▶ **Excerpt to read**:
1. A computer-implemented method, comprising:
obtaining environment data descriptive of one or more traffic signal devices of a traffic control node in an environment of an autonomous vehicle;
generating a control node graph based on the environment data descriptive of the one or more traffic signal devices, the control node graph comprising vertices respective to representations of the traffic signal devices in the environment data and edges indicative of relationships between the representations of the traffic signal devices in the environment data descriptive of the one or more traffic signal devices;
providing the control node graph as input to a control node graph processing model operable to reduce the control node graph to a distilled representation of the control node graph encoding information about a state of the traffic control node;
based on receipt of the control node graph as input, generating an output based on the control node graph processing model;
generating a motion plan based on the output from the control node graph processing model; and
controlling the autonomous vehicle based on the motion plan.
2. The computer-implemented method of claim 1, comprising obtaining the environment data descriptive of the one or more traffic signal devices from a first data channel and a second data channel.
3. The computer-implemented method of claim 2, comprising:
generating a first vertex of the control node graph corresponding to a first representation of a first traffic signal device in the environment data from the first data channel; and
generating a second vertex of the control node graph corresponding to a second representation of the first traffic signal device in the environment data from the second data channel.
4. The computer-implemented method of claim 3, comprising generating an edge of the control node graph, the edge indicating that the first vertex and the second vertex are both respective to a first traffic signal device.
5. The computer-implemented method of claim 2, comprising generating a first vertex of the control node graph, the first vertex common to both a first representation of a first traffic signal device in the environment data from the first data channel and a second representation of the first traffic signal device in the environment data from the second data channel.
6. The computer-implemented method of claim 2, comprising:
obtaining the environment data from a first sensor device over the first data channel; and
obtaining the environment data from a second sensor device over the second data channel.
7. The computer-implemented method of claim 6, wherein the first sensor device comprises a first camera having a first field of view and the second sensor device comprises a second camera having a second field of view, the first field of view being different from the second field of view.

▶ **Given data**:
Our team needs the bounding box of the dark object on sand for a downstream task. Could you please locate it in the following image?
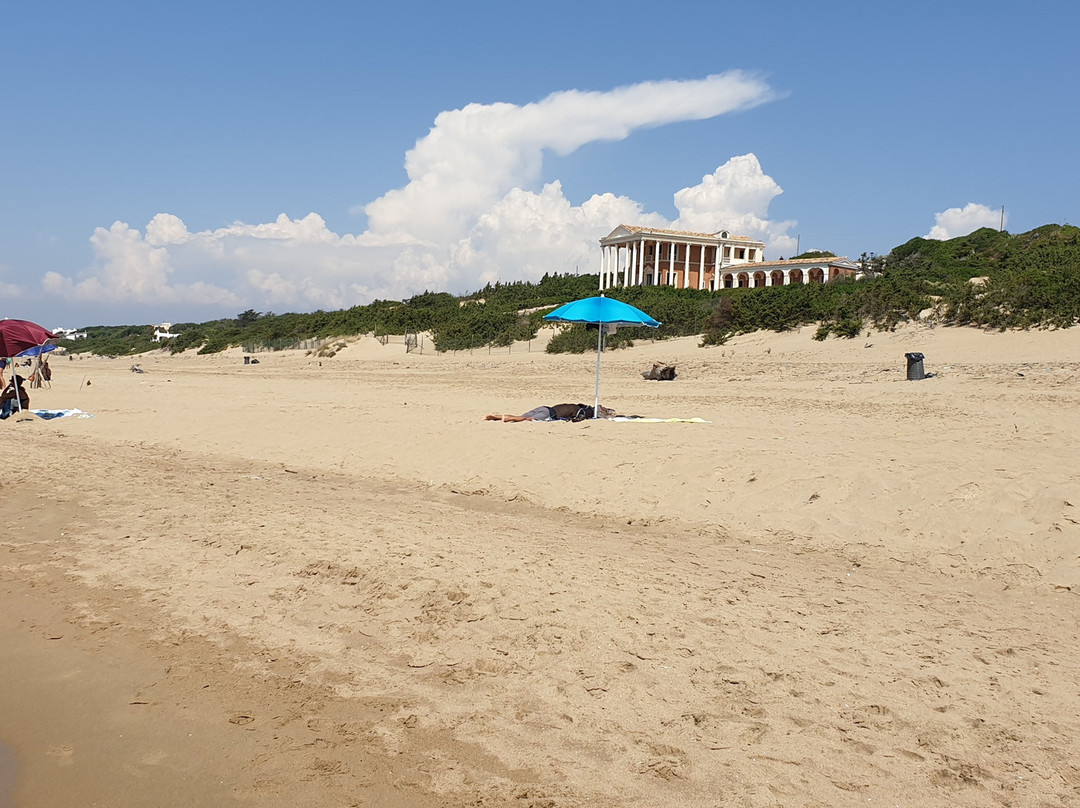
[904,353,927,381]
[642,362,675,381]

▶ **Problem set**:
a - Check whether each statement agrees with the patent claims about traffic signals. Answer yes or no for each, and quote the deciding words.
(i) The motion plan is generated from the output of the control node graph processing model.
(ii) In claim 7, the two cameras have the same field of view.
(iii) In claim 5, one vertex is shared by two representations of the first traffic signal device, one from each data channel.
b - Write the next part of the patent claims about traffic signals, picking up after the last claim shown.

▶ **Answers for this exercise**:
a -
(i) Yes: "generating a motion plan based on the output from the control node graph processing model"
(ii) No: "the first field of view being different from the second field of view"
(iii) Yes: "the first vertex common to both a first representation of a first traffic signal device in the environment data from the first data channel and a second representation of the first traffic signal device in the environment data from the second data channel"

b -
8. The computer-implemented method of claim 1, comprising:
generating, by a first mechanism of the control node graph processing model, the distilled representation of the control node graph based on receipt of the control node graph as input; and
generating, by a second mechanism of the control node graph processing model, the output from the control node graph, wherein the output comprises state data indicative of the state of the traffic control node.
9. The computer-implemented method of claim 1, comprising:
generating a first vertex of the control node graph associated with a first traffic signal device at a first time instance; and
generating a second vertex of the control node graph associated with the first traffic signal device at a second time instance, the second time instance being different from the first time instance.
10. The computer-implemented method of claim 9, comprising generating an edge between the first vertex and the second vertex, the edge indicating that the first vertex and the second vertex are both respective to a first traffic signal device.
11. The computer-implemented method of claim 9, wherein the control node graph is a first control node graph, the method comprising:
providing a distilled representation of a second control node graph respective to the second time instance as input to the control node graph processing model to generate the distilled representation of the first control node graph;
wherein the distilled representation of the first control node graph is associated with the first time instance.
12. The computer-implemented method of claim 1, wherein the control node graph processing model comprises at least one of a graph neural network (GNN), graph attention network (GAT), or a graph convolutional network (GCN), the control node graph processing model trained end-to-end to enable the control node graph processing model to reduce the control node graph to the distilled representation of the control node graph encoding information about the state of the traffic control node.
13. The computer-implemented method of claim 1, wherein the environment data descriptive of one or more traffic signal devices comprises portions of the environment data respectively associated with the one or more traffic signal devices.
14. The computer-implemented method of claim 13, further comprising:
obtaining initial environment data descriptive of a field of view within the environment of the autonomous vehicle;
generating, by a perception system, data descriptive of the portions of the initial environment data respectively associated with the one or more traffic signal devices; and
extracting the environment data within the portions of the initial environment data respectively associated with the one or more traffic signal devices from the initial environment data based on the data descriptive of the portions of the initial environment data.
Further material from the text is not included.